** Start of INPUT ROWS **

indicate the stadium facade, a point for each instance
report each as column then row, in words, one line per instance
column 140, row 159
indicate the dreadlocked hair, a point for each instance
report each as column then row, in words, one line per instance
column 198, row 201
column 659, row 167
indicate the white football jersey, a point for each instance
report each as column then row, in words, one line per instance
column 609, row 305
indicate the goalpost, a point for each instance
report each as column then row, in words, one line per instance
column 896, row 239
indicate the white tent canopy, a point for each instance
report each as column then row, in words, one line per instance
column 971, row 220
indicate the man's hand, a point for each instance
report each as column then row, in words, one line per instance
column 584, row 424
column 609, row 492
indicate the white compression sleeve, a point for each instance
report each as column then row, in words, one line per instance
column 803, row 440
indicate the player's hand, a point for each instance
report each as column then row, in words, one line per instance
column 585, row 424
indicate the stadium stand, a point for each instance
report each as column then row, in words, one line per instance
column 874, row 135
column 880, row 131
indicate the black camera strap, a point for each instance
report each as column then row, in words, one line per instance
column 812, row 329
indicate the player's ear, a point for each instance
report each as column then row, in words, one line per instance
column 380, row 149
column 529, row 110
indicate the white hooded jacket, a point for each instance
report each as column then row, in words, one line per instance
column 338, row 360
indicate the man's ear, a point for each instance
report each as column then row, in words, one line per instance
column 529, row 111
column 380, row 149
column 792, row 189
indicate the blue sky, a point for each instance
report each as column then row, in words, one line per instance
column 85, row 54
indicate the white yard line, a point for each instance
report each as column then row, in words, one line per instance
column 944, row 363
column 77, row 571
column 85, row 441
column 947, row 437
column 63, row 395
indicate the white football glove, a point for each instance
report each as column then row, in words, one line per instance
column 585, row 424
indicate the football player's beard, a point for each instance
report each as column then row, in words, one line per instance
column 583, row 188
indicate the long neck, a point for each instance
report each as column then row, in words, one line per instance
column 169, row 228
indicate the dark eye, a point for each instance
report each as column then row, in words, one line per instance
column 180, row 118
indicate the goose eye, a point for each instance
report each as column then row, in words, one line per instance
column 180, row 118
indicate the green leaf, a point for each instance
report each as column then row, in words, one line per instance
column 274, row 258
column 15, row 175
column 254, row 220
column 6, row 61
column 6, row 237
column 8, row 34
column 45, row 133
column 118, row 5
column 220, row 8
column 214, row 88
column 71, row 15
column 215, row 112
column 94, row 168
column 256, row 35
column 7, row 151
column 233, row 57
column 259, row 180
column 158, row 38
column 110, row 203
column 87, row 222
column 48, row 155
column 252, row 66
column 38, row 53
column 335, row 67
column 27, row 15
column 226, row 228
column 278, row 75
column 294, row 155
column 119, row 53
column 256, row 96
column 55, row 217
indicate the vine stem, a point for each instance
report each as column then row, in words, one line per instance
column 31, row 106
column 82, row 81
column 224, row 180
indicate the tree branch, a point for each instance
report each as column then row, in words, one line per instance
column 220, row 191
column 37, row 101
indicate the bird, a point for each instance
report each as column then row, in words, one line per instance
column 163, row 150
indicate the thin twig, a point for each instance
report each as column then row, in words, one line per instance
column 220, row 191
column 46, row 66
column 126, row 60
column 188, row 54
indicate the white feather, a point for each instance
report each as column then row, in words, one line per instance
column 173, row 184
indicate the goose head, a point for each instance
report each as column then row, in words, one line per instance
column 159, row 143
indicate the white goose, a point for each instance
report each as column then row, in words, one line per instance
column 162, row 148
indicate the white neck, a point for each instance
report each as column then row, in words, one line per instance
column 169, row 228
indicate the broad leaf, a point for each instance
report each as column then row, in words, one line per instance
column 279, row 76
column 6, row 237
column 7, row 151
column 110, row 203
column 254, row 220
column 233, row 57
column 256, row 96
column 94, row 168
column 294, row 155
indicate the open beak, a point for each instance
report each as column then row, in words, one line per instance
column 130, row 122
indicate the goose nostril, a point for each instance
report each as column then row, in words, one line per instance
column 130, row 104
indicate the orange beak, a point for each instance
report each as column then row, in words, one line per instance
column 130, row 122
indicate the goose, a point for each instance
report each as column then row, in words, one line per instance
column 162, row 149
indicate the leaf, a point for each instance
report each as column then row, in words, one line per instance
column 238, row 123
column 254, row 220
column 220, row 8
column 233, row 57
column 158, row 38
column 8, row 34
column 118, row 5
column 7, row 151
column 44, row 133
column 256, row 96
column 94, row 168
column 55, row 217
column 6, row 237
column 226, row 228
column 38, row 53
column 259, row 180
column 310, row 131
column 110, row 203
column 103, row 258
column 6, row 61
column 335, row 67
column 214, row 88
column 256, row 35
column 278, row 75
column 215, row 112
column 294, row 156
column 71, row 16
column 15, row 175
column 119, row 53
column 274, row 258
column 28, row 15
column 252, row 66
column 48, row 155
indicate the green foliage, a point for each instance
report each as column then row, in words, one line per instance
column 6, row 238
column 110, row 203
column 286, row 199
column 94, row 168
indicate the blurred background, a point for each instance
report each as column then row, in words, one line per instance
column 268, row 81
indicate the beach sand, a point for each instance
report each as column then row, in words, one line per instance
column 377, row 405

** End of INPUT ROWS **

**EXERCISE PROMPT**
Reproduce every line of the data above without any change.

**CORRECT RESPONSE**
indicate the stadium facade, a point for each instance
report each as column then row, in words, one line per instance
column 140, row 159
indicate the dreadlocked hair, a point for each instance
report each as column then row, in words, one line per instance
column 198, row 201
column 659, row 167
indicate the white football jersey, a point for each instance
report each as column then row, in words, one line per instance
column 609, row 305
indicate the goalpost, a point for each instance
report each as column then row, in words, one line per instance
column 896, row 239
indicate the white tent canopy, a point for each instance
report each as column then row, in words, one line per instance
column 971, row 220
indicate the man's hand, a point for each instance
report each as column then row, in words, one line per instance
column 584, row 424
column 609, row 492
indicate the white compression sleeve, a point for each instance
report each as column then row, in words, one line per instance
column 803, row 440
indicate the player's hand, a point for each instance
report each as column then row, in words, one line per instance
column 585, row 424
indicate the stadium stand, a point for each instance
report each as column then row, in words, one line per instance
column 874, row 135
column 880, row 131
indicate the black camera strap, a point for each instance
report each as column then row, in words, one line per instance
column 812, row 329
indicate the player's ear, a point for each instance
report each as column then row, in words, one line per instance
column 380, row 149
column 529, row 110
indicate the white hooded jacket, a point for each instance
report each as column then row, in words, one line per instance
column 338, row 360
indicate the man's ear, a point for each instance
report each as column then row, in words, one line per instance
column 529, row 111
column 380, row 149
column 792, row 189
indicate the blue sky, a point for each instance
report each as column then row, in words, one line per instance
column 85, row 54
indicate the white yard line, a point for each instance
report each as column then row, in words, one line per instance
column 944, row 363
column 77, row 571
column 85, row 441
column 947, row 437
column 63, row 395
indicate the white football glove, a point for each instance
report each as column then row, in words, one line per instance
column 585, row 424
indicate the football player's beard, a point for each instance
report each as column then row, in words, one line per instance
column 583, row 188
indicate the long neck, a point for each instance
report each as column then row, in words, one line per instance
column 169, row 228
indicate the dark eye, a point for each instance
report each as column then row, in words, one line per instance
column 180, row 118
indicate the goose eye, a point for each instance
report each as column then row, in words, one line per instance
column 180, row 118
indicate the green leaf, a point for each instance
report each as column then row, in words, one line per instance
column 274, row 258
column 15, row 175
column 254, row 220
column 6, row 61
column 6, row 237
column 8, row 34
column 45, row 133
column 118, row 5
column 220, row 8
column 214, row 88
column 71, row 15
column 215, row 112
column 94, row 168
column 256, row 35
column 7, row 151
column 233, row 57
column 259, row 180
column 158, row 38
column 110, row 203
column 87, row 222
column 48, row 155
column 252, row 66
column 38, row 53
column 335, row 67
column 27, row 15
column 226, row 228
column 278, row 75
column 294, row 155
column 119, row 53
column 256, row 96
column 55, row 217
indicate the vine stem, a point for each instance
report each as column then row, in words, one line per instance
column 31, row 106
column 82, row 81
column 224, row 180
indicate the tree branch, a point for each instance
report each as column then row, in words, one line per instance
column 220, row 191
column 37, row 101
indicate the bird, a point for each instance
report each as column then row, in words, one line per instance
column 163, row 150
indicate the thin twig, a point for each instance
report each as column then row, in words, one line per instance
column 220, row 191
column 46, row 66
column 126, row 60
column 188, row 54
indicate the white feather, a point for each instance
report each as column then row, in words, one line per instance
column 173, row 184
indicate the goose head, a point for each instance
report each as column then row, in words, one line per instance
column 159, row 143
indicate the white goose, a point for each instance
report each as column then row, in words, one line per instance
column 162, row 148
indicate the white neck, a point for each instance
report each as column then row, in words, one line per instance
column 169, row 228
indicate the broad leaf, a point for each instance
report each as column then row, in words, one line per instance
column 279, row 76
column 6, row 237
column 7, row 151
column 110, row 203
column 254, row 220
column 233, row 57
column 256, row 96
column 94, row 168
column 294, row 155
indicate the open beak, a point for each instance
report each as column then row, in words, one line per instance
column 130, row 122
indicate the goose nostril, a point for each instance
report each as column then row, in words, one line per instance
column 130, row 104
indicate the orange beak, a point for each instance
report each as column then row, in words, one line per instance
column 130, row 122
indicate the goose, a point for each instance
report each as column then row, in words, one line per instance
column 162, row 149
indicate the leaf, a point for each instance
report each as column then row, in words, one line per instance
column 238, row 123
column 254, row 220
column 220, row 8
column 233, row 57
column 158, row 38
column 8, row 34
column 118, row 5
column 7, row 151
column 44, row 133
column 256, row 96
column 94, row 168
column 55, row 217
column 6, row 237
column 226, row 228
column 38, row 53
column 259, row 180
column 310, row 131
column 110, row 203
column 103, row 258
column 6, row 61
column 335, row 67
column 214, row 88
column 256, row 35
column 278, row 75
column 215, row 112
column 294, row 156
column 71, row 16
column 15, row 175
column 119, row 53
column 274, row 258
column 28, row 15
column 252, row 66
column 48, row 155
indicate the green foliage, a point for each instance
report each as column then row, in words, one line per instance
column 6, row 238
column 110, row 203
column 286, row 199
column 94, row 168
indicate the blurred background, a point for each instance
report each as column then row, in words, one line per instance
column 268, row 81
indicate the beach sand, a point for each instance
report each as column then row, in words, one line per instance
column 377, row 405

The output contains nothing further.